> [Set exercise]
Repeat, word for word, every line from the line holding "For the mapping pass, tag each instance of the green leaves" through the final line of the entries below. Skip all pictures.

=-=-=-=-=

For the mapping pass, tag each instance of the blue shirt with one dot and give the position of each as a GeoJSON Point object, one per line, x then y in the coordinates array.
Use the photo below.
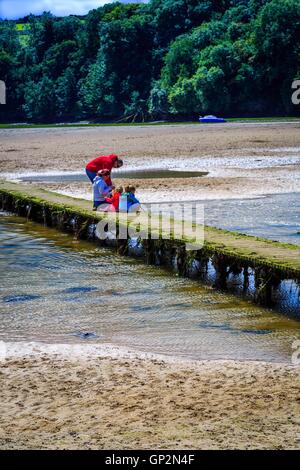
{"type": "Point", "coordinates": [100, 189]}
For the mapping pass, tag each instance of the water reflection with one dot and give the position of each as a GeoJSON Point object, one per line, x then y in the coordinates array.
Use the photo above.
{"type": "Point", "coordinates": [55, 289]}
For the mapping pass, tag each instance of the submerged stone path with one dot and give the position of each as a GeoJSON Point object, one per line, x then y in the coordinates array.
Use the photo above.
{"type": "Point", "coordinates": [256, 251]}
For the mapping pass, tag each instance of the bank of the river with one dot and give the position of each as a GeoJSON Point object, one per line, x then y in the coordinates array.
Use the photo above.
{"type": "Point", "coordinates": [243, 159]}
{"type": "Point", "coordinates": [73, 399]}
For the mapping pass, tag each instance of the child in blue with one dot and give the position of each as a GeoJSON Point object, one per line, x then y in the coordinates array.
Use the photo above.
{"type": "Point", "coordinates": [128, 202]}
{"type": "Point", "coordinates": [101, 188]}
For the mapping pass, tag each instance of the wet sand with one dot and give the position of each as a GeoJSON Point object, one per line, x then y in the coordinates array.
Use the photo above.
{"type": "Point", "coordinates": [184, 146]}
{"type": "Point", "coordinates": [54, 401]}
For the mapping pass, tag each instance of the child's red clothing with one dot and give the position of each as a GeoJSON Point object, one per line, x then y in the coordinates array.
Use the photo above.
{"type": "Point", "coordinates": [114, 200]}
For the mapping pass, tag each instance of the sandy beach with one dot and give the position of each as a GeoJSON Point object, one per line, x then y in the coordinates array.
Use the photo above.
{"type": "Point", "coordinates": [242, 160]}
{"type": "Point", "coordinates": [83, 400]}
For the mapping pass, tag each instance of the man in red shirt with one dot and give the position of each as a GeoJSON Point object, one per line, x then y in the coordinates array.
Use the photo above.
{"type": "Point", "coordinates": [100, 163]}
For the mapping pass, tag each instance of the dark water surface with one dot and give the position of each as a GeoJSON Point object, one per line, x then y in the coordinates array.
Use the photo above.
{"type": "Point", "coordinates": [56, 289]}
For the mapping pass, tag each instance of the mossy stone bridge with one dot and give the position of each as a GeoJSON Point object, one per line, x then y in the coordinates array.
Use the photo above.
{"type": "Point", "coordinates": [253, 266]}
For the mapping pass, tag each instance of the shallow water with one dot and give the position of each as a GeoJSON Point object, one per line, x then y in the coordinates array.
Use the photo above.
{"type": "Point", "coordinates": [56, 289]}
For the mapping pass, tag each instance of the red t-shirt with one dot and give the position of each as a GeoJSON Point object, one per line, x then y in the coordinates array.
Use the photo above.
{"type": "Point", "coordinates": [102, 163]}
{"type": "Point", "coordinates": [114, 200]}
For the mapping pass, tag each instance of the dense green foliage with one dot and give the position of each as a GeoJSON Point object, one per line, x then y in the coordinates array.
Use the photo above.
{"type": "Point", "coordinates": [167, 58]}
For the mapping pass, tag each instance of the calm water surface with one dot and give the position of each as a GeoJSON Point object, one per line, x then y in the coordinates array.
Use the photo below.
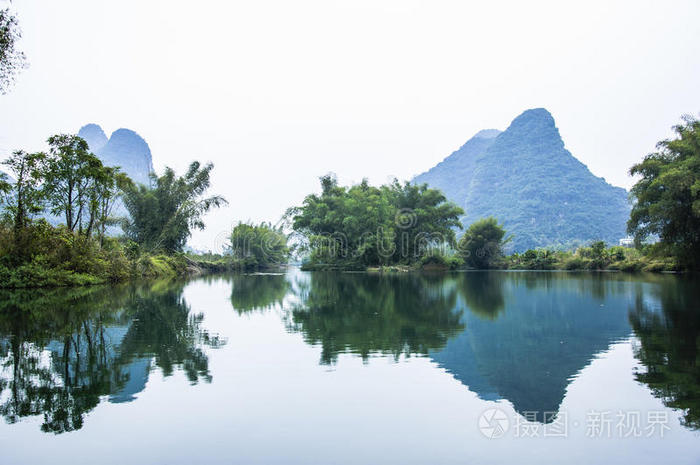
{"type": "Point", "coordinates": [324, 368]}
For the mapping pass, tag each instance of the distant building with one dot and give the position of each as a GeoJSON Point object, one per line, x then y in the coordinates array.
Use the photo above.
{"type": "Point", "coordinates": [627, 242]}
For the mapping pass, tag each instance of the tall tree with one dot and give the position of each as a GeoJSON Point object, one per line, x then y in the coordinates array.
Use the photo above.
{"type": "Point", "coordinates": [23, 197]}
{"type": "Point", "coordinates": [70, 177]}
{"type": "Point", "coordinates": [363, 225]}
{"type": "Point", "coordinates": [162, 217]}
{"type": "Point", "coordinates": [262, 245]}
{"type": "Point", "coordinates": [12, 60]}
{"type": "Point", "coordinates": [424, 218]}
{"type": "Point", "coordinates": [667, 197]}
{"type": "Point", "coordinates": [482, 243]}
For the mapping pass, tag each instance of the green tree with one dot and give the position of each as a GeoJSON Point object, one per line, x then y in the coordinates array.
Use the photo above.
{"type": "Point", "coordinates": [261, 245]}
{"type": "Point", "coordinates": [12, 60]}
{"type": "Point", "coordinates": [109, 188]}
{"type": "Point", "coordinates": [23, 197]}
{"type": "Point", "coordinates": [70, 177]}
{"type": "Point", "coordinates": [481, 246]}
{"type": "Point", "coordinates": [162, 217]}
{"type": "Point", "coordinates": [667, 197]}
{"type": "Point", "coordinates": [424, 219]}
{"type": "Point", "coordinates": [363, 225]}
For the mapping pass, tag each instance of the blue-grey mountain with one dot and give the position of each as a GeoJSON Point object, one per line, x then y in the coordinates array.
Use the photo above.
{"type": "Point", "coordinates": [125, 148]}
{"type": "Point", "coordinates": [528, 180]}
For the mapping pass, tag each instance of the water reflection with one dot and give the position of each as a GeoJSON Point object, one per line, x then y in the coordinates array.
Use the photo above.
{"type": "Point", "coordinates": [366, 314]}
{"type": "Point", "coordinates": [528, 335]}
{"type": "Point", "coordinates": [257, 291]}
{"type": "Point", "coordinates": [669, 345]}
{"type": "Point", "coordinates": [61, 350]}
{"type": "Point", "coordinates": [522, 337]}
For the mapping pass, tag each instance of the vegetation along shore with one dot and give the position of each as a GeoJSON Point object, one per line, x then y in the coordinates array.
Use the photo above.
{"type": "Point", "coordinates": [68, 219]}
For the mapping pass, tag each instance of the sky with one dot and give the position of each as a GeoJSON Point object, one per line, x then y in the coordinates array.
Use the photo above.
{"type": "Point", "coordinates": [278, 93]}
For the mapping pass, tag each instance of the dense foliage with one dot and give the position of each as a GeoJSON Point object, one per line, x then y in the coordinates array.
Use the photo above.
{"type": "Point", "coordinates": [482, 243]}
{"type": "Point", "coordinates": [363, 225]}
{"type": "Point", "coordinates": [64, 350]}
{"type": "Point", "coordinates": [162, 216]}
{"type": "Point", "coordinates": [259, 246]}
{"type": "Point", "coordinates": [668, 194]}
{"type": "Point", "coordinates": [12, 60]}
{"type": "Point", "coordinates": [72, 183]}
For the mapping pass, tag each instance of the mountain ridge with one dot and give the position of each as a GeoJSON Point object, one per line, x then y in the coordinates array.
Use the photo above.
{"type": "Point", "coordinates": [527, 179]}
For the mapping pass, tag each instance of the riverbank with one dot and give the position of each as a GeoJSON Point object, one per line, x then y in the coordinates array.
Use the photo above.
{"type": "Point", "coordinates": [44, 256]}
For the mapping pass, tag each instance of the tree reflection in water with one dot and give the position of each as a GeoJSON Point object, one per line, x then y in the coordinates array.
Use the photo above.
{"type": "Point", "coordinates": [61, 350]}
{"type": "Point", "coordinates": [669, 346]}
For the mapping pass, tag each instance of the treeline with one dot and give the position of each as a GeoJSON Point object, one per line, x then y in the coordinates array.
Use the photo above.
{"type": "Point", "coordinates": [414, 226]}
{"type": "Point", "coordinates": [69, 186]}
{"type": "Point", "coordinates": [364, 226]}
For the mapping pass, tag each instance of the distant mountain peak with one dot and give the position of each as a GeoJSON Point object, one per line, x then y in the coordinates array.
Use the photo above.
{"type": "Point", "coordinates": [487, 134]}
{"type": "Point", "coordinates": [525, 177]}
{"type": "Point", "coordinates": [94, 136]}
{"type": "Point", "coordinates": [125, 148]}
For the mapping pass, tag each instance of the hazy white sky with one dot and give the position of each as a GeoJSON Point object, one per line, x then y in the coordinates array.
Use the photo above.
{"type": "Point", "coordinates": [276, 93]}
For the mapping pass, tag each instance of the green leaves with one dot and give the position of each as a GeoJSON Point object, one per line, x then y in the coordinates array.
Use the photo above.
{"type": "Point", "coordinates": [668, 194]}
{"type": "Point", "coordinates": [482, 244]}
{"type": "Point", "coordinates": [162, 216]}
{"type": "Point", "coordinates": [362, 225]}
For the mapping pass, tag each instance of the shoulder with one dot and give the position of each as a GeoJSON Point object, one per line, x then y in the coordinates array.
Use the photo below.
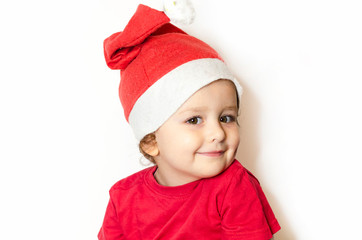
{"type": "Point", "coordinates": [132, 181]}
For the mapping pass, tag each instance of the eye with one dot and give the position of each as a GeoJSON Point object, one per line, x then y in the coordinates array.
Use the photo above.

=-=-=-=-=

> [Written solution]
For the mapping pass, tag each instance of the green leaves with one dot and give the position of each as a GeoJSON Point object, one per line, x then y in the coordinates array.
Use the photo above.
{"type": "Point", "coordinates": [668, 194]}
{"type": "Point", "coordinates": [482, 244]}
{"type": "Point", "coordinates": [162, 216]}
{"type": "Point", "coordinates": [362, 225]}
For the mapping pass, tag each instance of the shoulder with one dot and give the position of each as a GeoJSON Point object, one per line, x then y in the coordinates array.
Use the photo below.
{"type": "Point", "coordinates": [132, 181]}
For the mapping pass, tag each instance of the eye with one dot and give the position of each as a GeoJSON Point object, one per line, x then y in the coordinates array.
Use the photo above.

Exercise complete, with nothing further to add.